Task objective ▸ In the excerpt on local democracy after the Christchurch earthquakes, how many people were students communicating with a week after the February aftershocks?

Source excerpt ▸
— begin —

2. Yet a 'shock doctrine' scenario of rushed decisions sheds only partial light on what happened to local democracy in Christchurch. Author Rebecca Solnit's Paradise built in Hell, also speaks of the way many communities are able to find solidarity and spontaneously express empathy and act cooperatively in disaster situations. Her  work and Nigel Clark's study of community collaboration in a dynamic planet also resonates aspects of Christchurch's experience.

In Christchurch, the Student volunteer Army which many Canterbury students took part in, is a stand out example of the spontaneous way community collaboration can happen after a disaster.

University student SamJohnston and a small core group of others,  first organised 1-4000 students in September 2010 at the time of 7.1 magnitude quake . Building on what they learned in that experience, it took students only a week after the February aftershocks before they were communicating with  24,000 people. It wasn’t just face book and twitter that enabled this astonishing, youthful coordinated effort. There were a raft of pre-existing conditions that enabled young Christchurch citizens and many communities like them to act in new ways. One of the first common features of these successful citizenship initiatives is that they built on existing organisations and networks, improving their communication and relationships within,  between  and across different groups in the city.

The legacy of the spontaneous community co-ordination and regeneration is everywhere, in the new thinking of Gap Filler, and the recreation of public space through, for example: Greening the Rubble and new start up businesses of Life in Vacant spaces, or the experimental new economic models of Garden City 2.0 or the shared transition economies of Lyttleton. 

These experiences echo the work of a third writer, Bonnie Honig whose thoughtful study in 2009 Emergency politics, reminds us that if “ political emergencies” pose a threat to democratic life – we must pause and consider how should we respond democratically. 

Honig asks, must our only responses be to centralize top down decision making,  countering the growing power of the executive only by legal challenge? Or can we begin to rethink democracy as a series of daily emergencies, in which, as she argues, our task is less about focusing on disaster as an exceptional moment when we do everything differently and more about maintaining democracy as  a daily task: founding and re-founding  democratic vision, ideals and practice in everyday life.


Summary -next steps and why icon projects are not the answer



Unfortunately because we’ve carried a command and control form of decision making on, I argue in Christchurch we are actually now eroding our  recovery in two key ways.

First we are eroding future leadership talent- we need to plan for how the we will return the city and the region to elected, accountable local decision making which effectively manages CERA and the city as they merge their functions in the next two years.  At present there is almost no function left for a city council, we have one Minister required to make all the decisions and that is simply not healthy or helpful.

Secondly the idea of focusing our community recovery around a central city rebuild anchored by  icon projects will prove problematic. Around the world we see how big icon buildings and stadiums, have often become lightening rods for tension in urban communities where squeezed middle income communities experiencing growing inequality feel huge resentment about projects that are seen as costly and/or favouring the needs of an elite or  its ‘cronies’.

— end —

Dataset ▸
— begin —

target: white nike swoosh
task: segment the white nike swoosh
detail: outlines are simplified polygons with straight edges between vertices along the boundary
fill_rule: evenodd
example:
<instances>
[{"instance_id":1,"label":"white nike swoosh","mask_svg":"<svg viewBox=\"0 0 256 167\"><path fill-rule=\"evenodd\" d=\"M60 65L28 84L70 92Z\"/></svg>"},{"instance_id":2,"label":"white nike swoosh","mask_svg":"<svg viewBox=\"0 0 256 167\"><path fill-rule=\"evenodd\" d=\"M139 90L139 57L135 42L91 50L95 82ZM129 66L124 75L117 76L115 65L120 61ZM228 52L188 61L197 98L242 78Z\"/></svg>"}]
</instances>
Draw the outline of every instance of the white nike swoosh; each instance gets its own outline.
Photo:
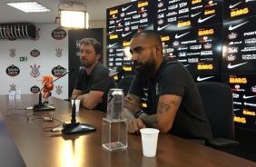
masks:
<instances>
[{"instance_id":1,"label":"white nike swoosh","mask_svg":"<svg viewBox=\"0 0 256 167\"><path fill-rule=\"evenodd\" d=\"M166 28L167 26L169 26L170 25L170 24L169 25L164 25L164 26L162 26L162 27L157 27L157 31L161 31L161 30L162 30L163 28Z\"/></svg>"},{"instance_id":2,"label":"white nike swoosh","mask_svg":"<svg viewBox=\"0 0 256 167\"><path fill-rule=\"evenodd\" d=\"M124 7L124 8L123 7L123 8L122 8L122 11L123 11L123 12L126 11L126 10L127 10L128 8L130 8L132 5L128 5L127 7Z\"/></svg>"},{"instance_id":3,"label":"white nike swoosh","mask_svg":"<svg viewBox=\"0 0 256 167\"><path fill-rule=\"evenodd\" d=\"M240 25L235 25L235 26L232 26L232 25L231 25L230 27L229 27L229 30L230 30L230 31L234 30L234 29L236 29L236 28L240 27L241 25L244 25L244 24L247 24L248 22L249 22L249 21L244 22L244 23L240 24Z\"/></svg>"},{"instance_id":4,"label":"white nike swoosh","mask_svg":"<svg viewBox=\"0 0 256 167\"><path fill-rule=\"evenodd\" d=\"M114 30L113 30L112 32L108 32L108 34L113 34L114 32Z\"/></svg>"},{"instance_id":5,"label":"white nike swoosh","mask_svg":"<svg viewBox=\"0 0 256 167\"><path fill-rule=\"evenodd\" d=\"M244 99L249 99L249 98L252 98L252 97L256 97L256 95L246 96L245 94L243 94L243 96L242 96L242 98L244 98Z\"/></svg>"},{"instance_id":6,"label":"white nike swoosh","mask_svg":"<svg viewBox=\"0 0 256 167\"><path fill-rule=\"evenodd\" d=\"M230 9L231 9L231 8L233 8L234 6L238 5L239 5L239 4L241 4L241 2L239 2L239 3L237 3L237 4L235 4L235 5L230 5Z\"/></svg>"},{"instance_id":7,"label":"white nike swoosh","mask_svg":"<svg viewBox=\"0 0 256 167\"><path fill-rule=\"evenodd\" d=\"M208 77L203 77L203 78L201 78L200 76L197 77L197 81L203 81L203 80L208 80L210 78L213 78L214 76L208 76Z\"/></svg>"},{"instance_id":8,"label":"white nike swoosh","mask_svg":"<svg viewBox=\"0 0 256 167\"><path fill-rule=\"evenodd\" d=\"M124 37L124 36L127 36L129 34L131 34L131 33L133 33L133 32L129 32L129 33L126 33L126 34L122 34L122 37Z\"/></svg>"},{"instance_id":9,"label":"white nike swoosh","mask_svg":"<svg viewBox=\"0 0 256 167\"><path fill-rule=\"evenodd\" d=\"M123 19L123 18L122 18ZM119 23L122 19L120 19L120 20L116 20L116 23Z\"/></svg>"},{"instance_id":10,"label":"white nike swoosh","mask_svg":"<svg viewBox=\"0 0 256 167\"><path fill-rule=\"evenodd\" d=\"M115 44L117 44L117 43L114 43L113 44L108 44L108 47L114 46Z\"/></svg>"},{"instance_id":11,"label":"white nike swoosh","mask_svg":"<svg viewBox=\"0 0 256 167\"><path fill-rule=\"evenodd\" d=\"M198 19L198 23L202 23L202 22L204 22L204 21L206 21L206 20L208 20L209 18L211 18L211 17L213 17L213 16L215 16L215 15L211 15L211 16L209 16L209 17L206 17L206 18L204 18L204 19L201 19L201 17Z\"/></svg>"},{"instance_id":12,"label":"white nike swoosh","mask_svg":"<svg viewBox=\"0 0 256 167\"><path fill-rule=\"evenodd\" d=\"M194 16L196 16L196 15L198 15L199 14L201 14L202 12L199 12L199 13L197 13L197 14L192 14L192 17L194 17Z\"/></svg>"},{"instance_id":13,"label":"white nike swoosh","mask_svg":"<svg viewBox=\"0 0 256 167\"><path fill-rule=\"evenodd\" d=\"M187 33L184 33L184 34L180 34L180 35L178 35L178 34L175 34L175 38L178 39L178 38L180 38L180 37L182 37L182 36L183 36L183 35L185 35L185 34L189 34L189 33L190 33L190 32L187 32Z\"/></svg>"},{"instance_id":14,"label":"white nike swoosh","mask_svg":"<svg viewBox=\"0 0 256 167\"><path fill-rule=\"evenodd\" d=\"M235 68L235 67L238 67L238 66L242 65L242 64L247 64L247 63L248 62L244 62L244 63L238 64L235 64L235 65L231 65L231 64L230 63L229 65L228 65L228 68L229 69Z\"/></svg>"}]
</instances>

— end —

Result for this exercise ▸ 24,000 people.